*Text section*
※

Liberal Know-Nothingism

A novel aspect of our present political moment is that the more credentials a person has, the more likely he or she is to be a Democrat. This wasn’t true 50 years ago; on the contrary. But creeping credentialism has become a key feature of our culture. I think we are in the midst of a coup being carried out by people who are dumb, but have credentials, usually half-baked.

These thoughts are prompted by Matt Taibbi’s current Racket News post. I am not sure whether that link will work if you are not a Racket News subscriber. If not, you might consider signing up. Meanwhile, I will try to do justice to the post with a few excerpts.

Briefly, Taibbi has obtained documents in response to a FOIA request. His post focuses on an alleged “misinformation” expert named Michael Caulfield, of the University of Washington. Early in the covid fiasco, Caulfield wrote an email in which he ridiculed people who were trying to understand the actual lethality of the virus:

Caulfield dismissed efforts to analyze data to figure out what was happening, on the ground that most people lack credentials. (Not that he himself had any relevant expertise, by the way.) Instead, the average person–pretty much everyone–should just figure out “who [sic] to trust.” And that would be the government.

Caulfield unveiled some of this thinking in December 2018, in a blog post called “Recalibrating our Approach to Misinformation,” while writers like Martin Gurri argued that audiences lost trust because the tools are now available for audiences to see authorities aren’t trustworthy. Caulfield’s take, consistent with what most “anti-disinformationists” believe, is the mere fact of mistrust is a net negative, because it raises risks of “totalitarianism” (read: Trump). Therefore, student “orientation towards truth” is “far more ominous than mere gullibility.” Rather than teach kids to evaluate information, the idea is to teach “trust.”

So, teach young people to trust the government.

※

*Records*
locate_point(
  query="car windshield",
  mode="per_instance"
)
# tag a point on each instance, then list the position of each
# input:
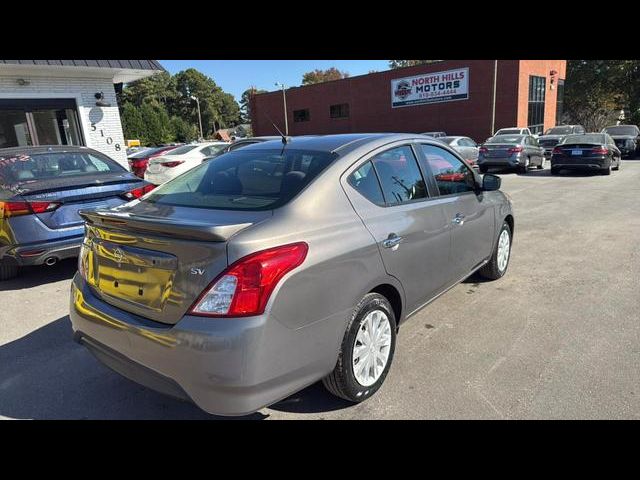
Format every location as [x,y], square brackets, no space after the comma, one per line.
[244,180]
[514,139]
[182,150]
[509,131]
[559,131]
[596,138]
[18,169]
[622,130]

※

Carry the piece on credentialism and Michael Caulfield forward, starting after its last sentence.

Taibbi addresses the broader issue of the “misinformation” movement and its political orientation:

The new FOIA production repeatedly shows academics or professional fact-checkers choosing which “false narratives” to study merely by reading news and guessing what the rabble might obsess over next, perhaps while stroking a chin. “As more people are infected, expect to see new false narratives about how the virus started,” a Newsguard circular read, adding that “many of which will seize on…xenophobic themes.”

Most revealing: while researchers constantly scan for misinformation/disinformation spread by ordinary consumers, they never (literally not once that I’ve found, across years of reading these communications) look at government officials or credentialed experts as possible sources of bad information. The hundreds of millions spent on “anti-disinformation” initiatives can be boiled down to one principle, repeated endlessly: trust your betters. Forget critical thinking, locate authoritative voices, and stick with them.

Of course, as to the covid epidemic, the oft-censored independent voices generally turned out to be right, and the government was wrong.

Finally, I note that Caulfield described thinking for oneself as “a lousy epistemology.” As a one-time student of epistemology, I say with confidence that no philosopher has ever advanced such a theory. The idea that one should always believe the government and follow its dictates has a name, not in epistemology but in politics. It starts with an F. That is where today’s Democratic Party lives.